:: EXERCISE BRIEF ::
Could you rescale the entries by giving every line again, requests included, from the line that has "target | tall white obelisk" through the end of the entries, with each point coordinate multiplied by 0.55 and rounded to a whole number, halves up? Leave the pictures out of your answer.

____________

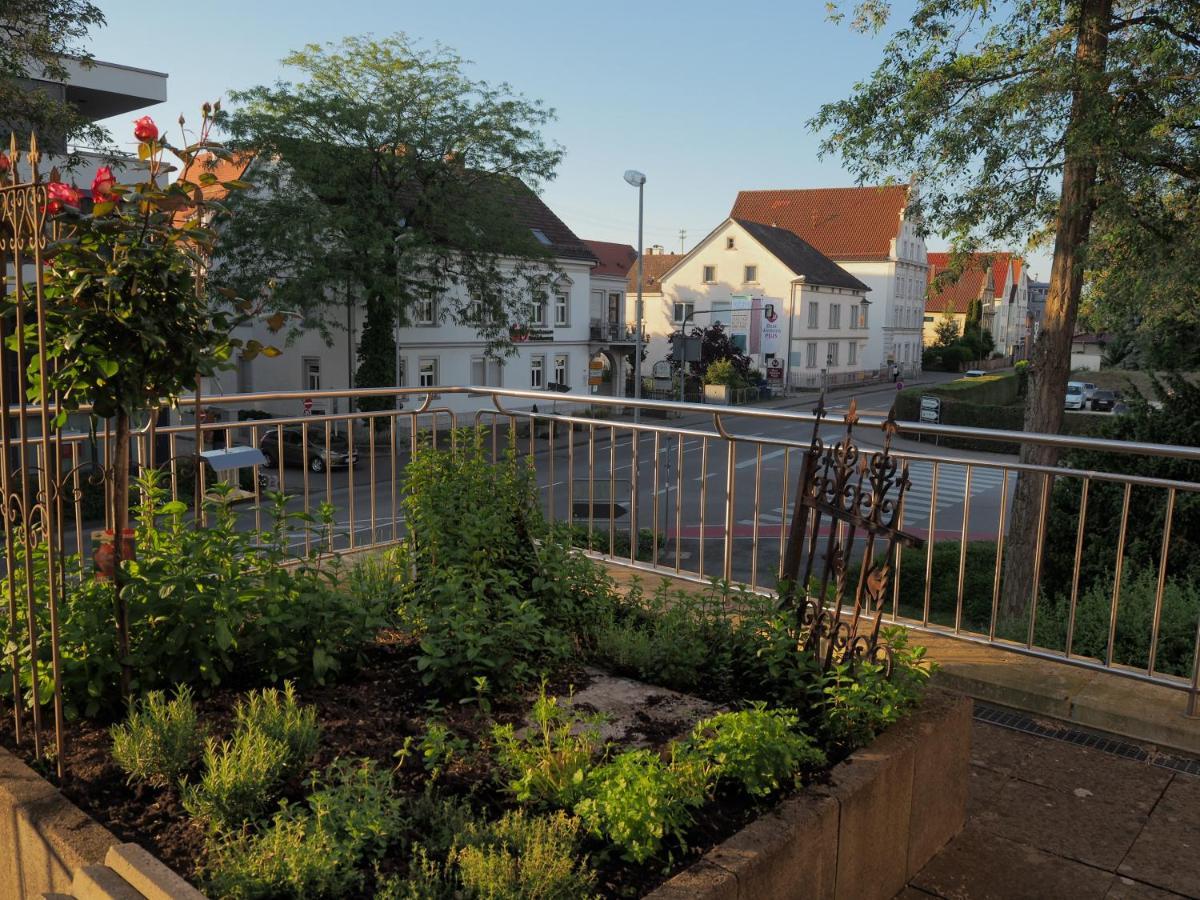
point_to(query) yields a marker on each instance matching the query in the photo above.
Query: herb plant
(160, 741)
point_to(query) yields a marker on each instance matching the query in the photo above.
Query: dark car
(1104, 401)
(319, 456)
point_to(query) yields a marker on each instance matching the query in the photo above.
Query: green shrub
(160, 741)
(352, 817)
(522, 857)
(549, 765)
(241, 779)
(757, 748)
(637, 802)
(485, 599)
(277, 715)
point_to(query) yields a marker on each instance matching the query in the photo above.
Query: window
(538, 312)
(615, 307)
(311, 373)
(426, 311)
(485, 371)
(427, 373)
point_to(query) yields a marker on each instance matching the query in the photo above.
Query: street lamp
(636, 179)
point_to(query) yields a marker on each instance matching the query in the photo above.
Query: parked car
(1105, 401)
(339, 453)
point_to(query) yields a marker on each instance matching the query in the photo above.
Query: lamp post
(636, 179)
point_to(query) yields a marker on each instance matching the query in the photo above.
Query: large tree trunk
(120, 523)
(1051, 354)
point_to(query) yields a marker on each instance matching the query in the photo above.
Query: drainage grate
(1019, 721)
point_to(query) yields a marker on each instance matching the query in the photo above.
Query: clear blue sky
(706, 97)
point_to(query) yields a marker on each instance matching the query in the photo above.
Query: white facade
(731, 263)
(898, 299)
(436, 354)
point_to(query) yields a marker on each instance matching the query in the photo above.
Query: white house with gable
(870, 233)
(792, 310)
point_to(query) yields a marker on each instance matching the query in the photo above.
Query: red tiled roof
(616, 259)
(654, 265)
(973, 281)
(840, 222)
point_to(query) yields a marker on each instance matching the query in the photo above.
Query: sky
(705, 97)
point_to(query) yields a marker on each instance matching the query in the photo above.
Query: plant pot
(105, 556)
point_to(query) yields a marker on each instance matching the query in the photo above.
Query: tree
(377, 354)
(390, 178)
(1033, 118)
(946, 330)
(36, 37)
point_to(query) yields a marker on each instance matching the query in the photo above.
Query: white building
(868, 232)
(791, 309)
(551, 348)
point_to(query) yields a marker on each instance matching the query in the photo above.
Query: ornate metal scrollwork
(843, 543)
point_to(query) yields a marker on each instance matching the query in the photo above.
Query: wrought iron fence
(711, 497)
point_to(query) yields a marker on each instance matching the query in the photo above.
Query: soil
(369, 715)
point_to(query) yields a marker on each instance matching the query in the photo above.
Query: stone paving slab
(1048, 819)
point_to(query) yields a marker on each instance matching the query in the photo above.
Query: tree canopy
(35, 36)
(384, 172)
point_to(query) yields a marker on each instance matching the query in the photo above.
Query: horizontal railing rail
(709, 497)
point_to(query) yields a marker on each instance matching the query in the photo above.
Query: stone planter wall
(885, 814)
(48, 846)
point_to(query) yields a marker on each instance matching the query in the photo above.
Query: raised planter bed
(885, 811)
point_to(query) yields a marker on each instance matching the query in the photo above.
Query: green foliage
(409, 171)
(277, 715)
(549, 765)
(160, 739)
(759, 748)
(207, 606)
(522, 856)
(352, 819)
(486, 600)
(240, 781)
(862, 701)
(640, 803)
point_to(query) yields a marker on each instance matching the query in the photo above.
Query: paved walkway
(1049, 819)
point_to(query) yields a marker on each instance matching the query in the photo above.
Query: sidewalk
(1050, 819)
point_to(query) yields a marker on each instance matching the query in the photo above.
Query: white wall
(450, 346)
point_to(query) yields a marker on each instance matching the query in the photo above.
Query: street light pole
(637, 180)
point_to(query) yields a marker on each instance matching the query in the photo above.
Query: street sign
(930, 409)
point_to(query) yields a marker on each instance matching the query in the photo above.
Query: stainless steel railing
(709, 497)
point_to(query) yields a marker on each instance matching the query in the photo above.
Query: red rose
(102, 185)
(145, 130)
(61, 196)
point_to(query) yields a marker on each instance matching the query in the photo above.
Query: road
(688, 495)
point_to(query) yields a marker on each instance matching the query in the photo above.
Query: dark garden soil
(367, 715)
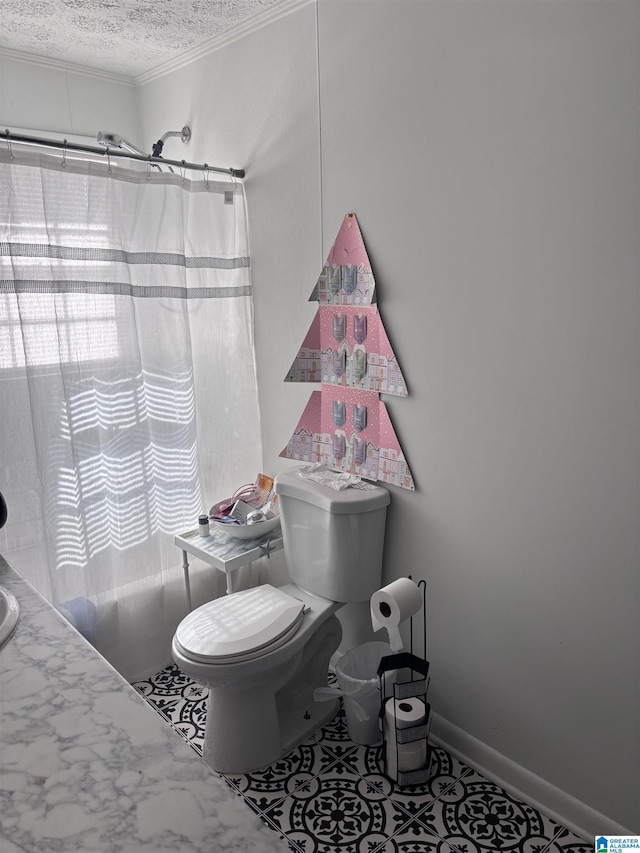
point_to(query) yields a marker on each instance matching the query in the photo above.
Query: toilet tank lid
(350, 500)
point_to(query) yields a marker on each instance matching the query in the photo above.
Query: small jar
(203, 525)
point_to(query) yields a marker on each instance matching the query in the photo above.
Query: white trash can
(359, 686)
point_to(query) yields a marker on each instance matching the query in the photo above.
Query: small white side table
(225, 553)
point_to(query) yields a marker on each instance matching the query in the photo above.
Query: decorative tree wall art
(345, 425)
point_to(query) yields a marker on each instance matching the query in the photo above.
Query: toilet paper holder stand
(414, 671)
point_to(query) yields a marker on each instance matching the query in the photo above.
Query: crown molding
(240, 30)
(61, 65)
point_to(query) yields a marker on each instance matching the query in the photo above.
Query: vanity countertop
(86, 765)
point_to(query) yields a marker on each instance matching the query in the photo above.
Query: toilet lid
(240, 626)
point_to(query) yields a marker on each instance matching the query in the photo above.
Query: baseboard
(560, 806)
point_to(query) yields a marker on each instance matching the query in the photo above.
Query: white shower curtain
(128, 399)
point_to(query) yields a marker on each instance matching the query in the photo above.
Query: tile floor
(329, 795)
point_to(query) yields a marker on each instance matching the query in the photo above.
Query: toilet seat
(239, 627)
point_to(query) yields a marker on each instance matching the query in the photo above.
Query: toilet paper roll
(394, 604)
(403, 757)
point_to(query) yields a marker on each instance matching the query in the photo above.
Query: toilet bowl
(252, 718)
(263, 651)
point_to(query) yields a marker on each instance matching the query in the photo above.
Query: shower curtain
(128, 398)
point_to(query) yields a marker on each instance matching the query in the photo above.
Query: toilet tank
(333, 541)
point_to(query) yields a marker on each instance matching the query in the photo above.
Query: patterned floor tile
(264, 788)
(476, 816)
(337, 813)
(444, 771)
(180, 701)
(330, 795)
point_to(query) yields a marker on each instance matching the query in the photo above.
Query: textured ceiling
(128, 37)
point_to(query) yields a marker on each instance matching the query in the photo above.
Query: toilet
(263, 651)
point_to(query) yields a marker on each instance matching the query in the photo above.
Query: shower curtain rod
(64, 145)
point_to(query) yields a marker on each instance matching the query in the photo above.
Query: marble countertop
(87, 765)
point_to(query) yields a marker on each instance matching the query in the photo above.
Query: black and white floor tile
(329, 795)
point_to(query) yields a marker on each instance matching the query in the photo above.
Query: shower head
(184, 134)
(114, 140)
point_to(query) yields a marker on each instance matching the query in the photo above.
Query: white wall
(491, 153)
(62, 99)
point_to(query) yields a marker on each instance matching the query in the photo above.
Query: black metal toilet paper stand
(414, 671)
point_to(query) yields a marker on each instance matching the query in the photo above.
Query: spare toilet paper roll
(394, 604)
(403, 757)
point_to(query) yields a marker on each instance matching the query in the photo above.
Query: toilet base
(251, 727)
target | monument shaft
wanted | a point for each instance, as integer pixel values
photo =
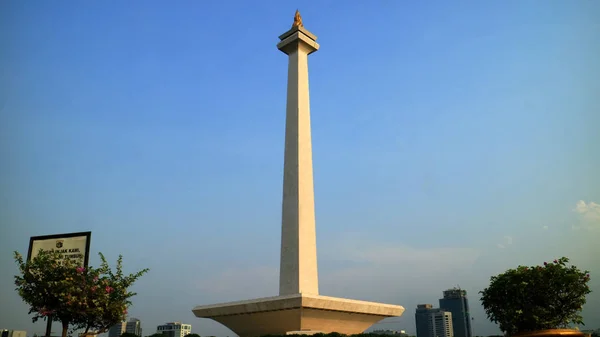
(298, 266)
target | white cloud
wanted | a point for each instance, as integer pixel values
(589, 214)
(507, 242)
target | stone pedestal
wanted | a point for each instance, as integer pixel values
(299, 307)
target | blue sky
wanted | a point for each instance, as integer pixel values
(452, 140)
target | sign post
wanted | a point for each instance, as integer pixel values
(69, 245)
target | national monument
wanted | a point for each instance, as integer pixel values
(299, 308)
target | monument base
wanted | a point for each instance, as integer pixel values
(297, 313)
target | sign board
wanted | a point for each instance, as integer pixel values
(70, 245)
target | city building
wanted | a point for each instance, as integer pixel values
(455, 301)
(174, 329)
(134, 326)
(398, 333)
(433, 322)
(12, 333)
(299, 306)
(117, 329)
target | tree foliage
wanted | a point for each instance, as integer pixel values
(536, 298)
(90, 298)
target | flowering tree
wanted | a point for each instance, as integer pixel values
(90, 299)
(536, 298)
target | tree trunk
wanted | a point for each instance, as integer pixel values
(65, 329)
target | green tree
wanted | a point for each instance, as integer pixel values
(536, 298)
(129, 334)
(84, 298)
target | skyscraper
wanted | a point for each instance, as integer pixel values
(117, 329)
(455, 301)
(433, 322)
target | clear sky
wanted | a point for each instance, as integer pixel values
(452, 140)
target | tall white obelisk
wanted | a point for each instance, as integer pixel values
(298, 267)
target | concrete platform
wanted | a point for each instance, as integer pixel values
(298, 312)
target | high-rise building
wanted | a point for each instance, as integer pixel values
(433, 322)
(134, 326)
(117, 329)
(455, 301)
(174, 329)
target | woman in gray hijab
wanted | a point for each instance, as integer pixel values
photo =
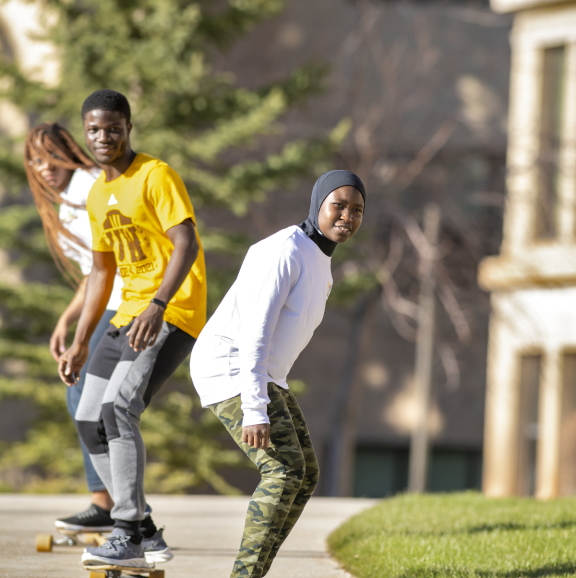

____________

:: SOLUTION TO THE EXERCISE ::
target | tall white obelisk
wanted | a point for each instance, as integer pixel values
(164, 147)
target | concrete platform
wanted | a point for each instance, as integer pixel values
(164, 172)
target | high-rise building
wanted | a point for each instance, as integer pixel values
(238, 177)
(74, 179)
(64, 181)
(250, 166)
(96, 181)
target | woman in gray hijab
wanted | a point for each instance, as integer pixel values
photo =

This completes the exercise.